▶ Your instructions:
Add -11 to every point coordinate in the answers, then write out again the stretch of records from the line containing "For the evaluation set, tag every instance of the pickle jar" through the line containing "[[67, 311]]", with their requests included.

[Collected data entries]
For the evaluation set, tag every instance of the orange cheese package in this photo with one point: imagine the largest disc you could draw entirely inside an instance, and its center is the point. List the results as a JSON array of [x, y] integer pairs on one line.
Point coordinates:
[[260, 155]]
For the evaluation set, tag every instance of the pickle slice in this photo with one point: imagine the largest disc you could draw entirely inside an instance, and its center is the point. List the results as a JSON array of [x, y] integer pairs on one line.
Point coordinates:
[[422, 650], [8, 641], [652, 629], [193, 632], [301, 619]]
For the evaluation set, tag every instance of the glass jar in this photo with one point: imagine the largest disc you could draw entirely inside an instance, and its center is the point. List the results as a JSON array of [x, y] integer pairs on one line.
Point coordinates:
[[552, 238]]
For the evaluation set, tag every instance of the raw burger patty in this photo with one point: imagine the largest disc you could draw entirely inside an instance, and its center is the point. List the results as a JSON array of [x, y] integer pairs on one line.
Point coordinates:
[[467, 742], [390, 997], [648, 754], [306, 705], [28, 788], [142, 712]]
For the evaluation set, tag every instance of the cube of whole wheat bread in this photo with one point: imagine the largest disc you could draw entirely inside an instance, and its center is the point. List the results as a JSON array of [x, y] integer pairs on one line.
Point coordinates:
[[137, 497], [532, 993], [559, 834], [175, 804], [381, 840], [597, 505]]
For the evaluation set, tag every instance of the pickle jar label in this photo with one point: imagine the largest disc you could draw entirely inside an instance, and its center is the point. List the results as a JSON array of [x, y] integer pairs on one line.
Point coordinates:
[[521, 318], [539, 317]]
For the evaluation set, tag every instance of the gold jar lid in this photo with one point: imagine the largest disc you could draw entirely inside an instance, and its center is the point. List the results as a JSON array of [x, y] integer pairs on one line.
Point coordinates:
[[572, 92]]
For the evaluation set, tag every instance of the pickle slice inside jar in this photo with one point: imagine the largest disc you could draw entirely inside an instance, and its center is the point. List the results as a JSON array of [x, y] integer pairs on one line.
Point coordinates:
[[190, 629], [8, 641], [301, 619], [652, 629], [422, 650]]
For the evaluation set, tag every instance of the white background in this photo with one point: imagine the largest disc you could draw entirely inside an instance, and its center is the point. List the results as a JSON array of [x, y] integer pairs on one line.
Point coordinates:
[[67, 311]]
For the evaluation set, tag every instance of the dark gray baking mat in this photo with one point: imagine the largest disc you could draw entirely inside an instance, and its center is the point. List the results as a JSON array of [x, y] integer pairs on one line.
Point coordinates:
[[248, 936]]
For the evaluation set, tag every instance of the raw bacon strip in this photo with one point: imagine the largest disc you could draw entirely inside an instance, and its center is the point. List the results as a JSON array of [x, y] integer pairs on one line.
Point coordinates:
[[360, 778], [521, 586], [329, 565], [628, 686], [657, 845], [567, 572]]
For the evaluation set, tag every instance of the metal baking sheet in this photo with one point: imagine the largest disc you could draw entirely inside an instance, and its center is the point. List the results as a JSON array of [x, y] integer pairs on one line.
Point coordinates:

▶ Answer to the problem:
For the evaluation set, tag every instance of the pickle jar label in this photo with one point: imagine the largest disc you could draw entirely inside an instance, and its center is the point. List the results as a JSON array of [x, y] integer pairs on one line.
Point coordinates:
[[510, 307], [528, 306]]
For the evaluation set, tag every instance of the gold jar lid in this photo with one point: imagine the largest disc you could draw entirely inside an instance, and its center is the point. List the results as a JSON array of [x, y] integer pairs on one line.
Point coordinates:
[[561, 81]]
For the evaluation set, tag every instance of the pickle slice inside jar in this photo with one point: imagine the largest disc you could draw entirely inside an instance, and its center is the point. List the results as a JSON array of [x, y] integer pairs on one line.
Point coordinates:
[[179, 618], [-3, 630], [290, 608], [641, 618], [411, 639]]
For the evaluation set, tag every instance of the white background in this photo with one point: imagine the largest disc you could draw entirely inside an instance, and its center is the point. List the results as a JSON array of [x, y] integer pairs on one line.
Point coordinates:
[[56, 300]]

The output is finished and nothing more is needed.